Saved entries
####################
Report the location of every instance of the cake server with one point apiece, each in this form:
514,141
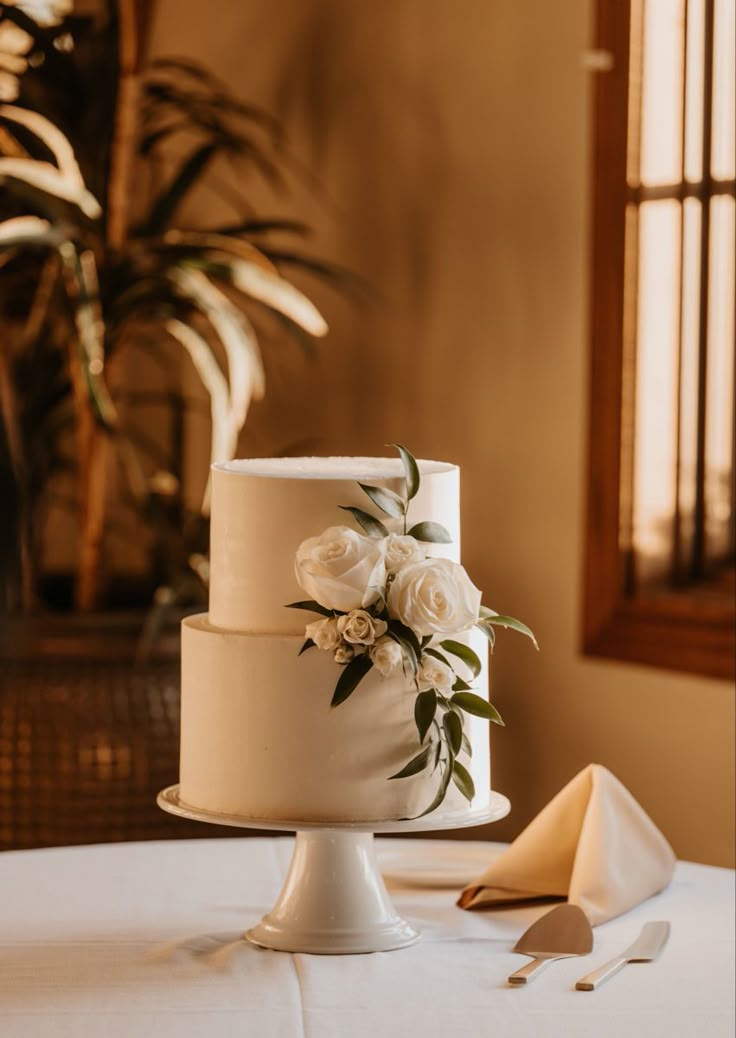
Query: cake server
562,933
646,949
####################
▶ Work request: Would you please set down the data above again exactly, without its pictures?

▶ Final answer:
Report the location of every instance of the cake server with one point apiece, each in this form:
514,141
Query: cake server
562,933
646,949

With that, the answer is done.